**Problem**
With the line containing "For the pointing benchmark, tag the white" as the first line and the last line of the records as the final one, reproduce that range exactly.

**Extracted material**
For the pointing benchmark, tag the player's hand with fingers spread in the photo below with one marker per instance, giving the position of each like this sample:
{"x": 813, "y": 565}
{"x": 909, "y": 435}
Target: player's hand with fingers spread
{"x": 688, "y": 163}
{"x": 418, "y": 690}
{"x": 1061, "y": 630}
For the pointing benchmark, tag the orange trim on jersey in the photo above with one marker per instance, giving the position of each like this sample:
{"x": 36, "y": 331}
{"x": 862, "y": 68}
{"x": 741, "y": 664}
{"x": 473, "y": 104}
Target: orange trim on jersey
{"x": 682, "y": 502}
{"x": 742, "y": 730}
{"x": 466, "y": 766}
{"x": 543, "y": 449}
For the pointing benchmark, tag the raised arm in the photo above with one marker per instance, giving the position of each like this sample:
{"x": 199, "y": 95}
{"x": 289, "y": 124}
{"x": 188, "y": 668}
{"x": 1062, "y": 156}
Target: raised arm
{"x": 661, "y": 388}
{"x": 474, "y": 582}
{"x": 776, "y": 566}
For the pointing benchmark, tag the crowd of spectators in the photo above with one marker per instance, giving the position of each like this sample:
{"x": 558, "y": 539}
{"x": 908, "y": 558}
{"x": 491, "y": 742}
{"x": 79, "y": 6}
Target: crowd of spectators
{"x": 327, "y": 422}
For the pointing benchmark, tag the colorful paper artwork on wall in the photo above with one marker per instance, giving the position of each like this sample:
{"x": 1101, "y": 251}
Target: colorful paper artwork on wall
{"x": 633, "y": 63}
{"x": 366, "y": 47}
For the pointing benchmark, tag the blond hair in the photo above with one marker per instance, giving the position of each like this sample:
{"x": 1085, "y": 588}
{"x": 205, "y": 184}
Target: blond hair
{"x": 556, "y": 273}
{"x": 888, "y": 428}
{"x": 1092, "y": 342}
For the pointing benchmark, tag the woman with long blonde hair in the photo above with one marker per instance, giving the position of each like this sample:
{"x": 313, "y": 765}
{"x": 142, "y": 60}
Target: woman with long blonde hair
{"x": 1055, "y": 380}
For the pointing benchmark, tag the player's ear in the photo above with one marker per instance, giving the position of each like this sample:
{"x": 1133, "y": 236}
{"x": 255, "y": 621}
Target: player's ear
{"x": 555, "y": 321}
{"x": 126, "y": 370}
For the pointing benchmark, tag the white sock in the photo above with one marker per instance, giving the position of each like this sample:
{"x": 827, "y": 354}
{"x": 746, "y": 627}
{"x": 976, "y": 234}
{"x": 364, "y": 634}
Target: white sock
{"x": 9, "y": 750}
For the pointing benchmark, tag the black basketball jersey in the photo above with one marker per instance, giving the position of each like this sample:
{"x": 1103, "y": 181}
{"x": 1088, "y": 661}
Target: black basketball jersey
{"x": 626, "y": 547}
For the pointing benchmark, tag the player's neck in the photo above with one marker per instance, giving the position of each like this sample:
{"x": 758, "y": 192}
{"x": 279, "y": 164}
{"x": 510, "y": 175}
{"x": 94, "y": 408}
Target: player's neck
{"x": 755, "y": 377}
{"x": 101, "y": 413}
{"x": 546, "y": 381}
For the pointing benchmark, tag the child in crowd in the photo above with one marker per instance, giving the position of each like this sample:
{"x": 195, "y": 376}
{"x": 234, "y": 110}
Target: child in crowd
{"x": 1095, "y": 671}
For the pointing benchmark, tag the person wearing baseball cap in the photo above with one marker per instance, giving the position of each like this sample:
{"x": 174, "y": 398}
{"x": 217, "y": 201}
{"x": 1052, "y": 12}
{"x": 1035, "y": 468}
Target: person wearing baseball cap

**Response**
For the pointing benchmark, tag the white sock in the photo above with one marker per instance, giving the position of each like this sample:
{"x": 827, "y": 354}
{"x": 746, "y": 627}
{"x": 976, "y": 234}
{"x": 364, "y": 634}
Target: white sock
{"x": 9, "y": 750}
For the pointing benchmark, tag the black basketball jersey in the photo above with one marker per instance, giving the position of each like this sample:
{"x": 1103, "y": 181}
{"x": 1088, "y": 661}
Target: black basketball jersey
{"x": 626, "y": 547}
For the pointing benchmark, tag the player's neck in the photo above with one marker per instance, giving the position of each like this sample:
{"x": 758, "y": 192}
{"x": 279, "y": 164}
{"x": 510, "y": 175}
{"x": 94, "y": 408}
Target: player's neck
{"x": 755, "y": 377}
{"x": 101, "y": 413}
{"x": 546, "y": 381}
For the pointing benchmark, tag the child in crowd in the photo above with one marker per instance, giving the position of each like this sample:
{"x": 195, "y": 376}
{"x": 234, "y": 110}
Target: child in crowd
{"x": 1095, "y": 671}
For the pointing benchmark, tag the person wearing baseball cap in the photo above with one marker per instance, giving the position of each like this sample:
{"x": 174, "y": 398}
{"x": 217, "y": 201}
{"x": 1052, "y": 12}
{"x": 1035, "y": 468}
Target: person wearing baseball cap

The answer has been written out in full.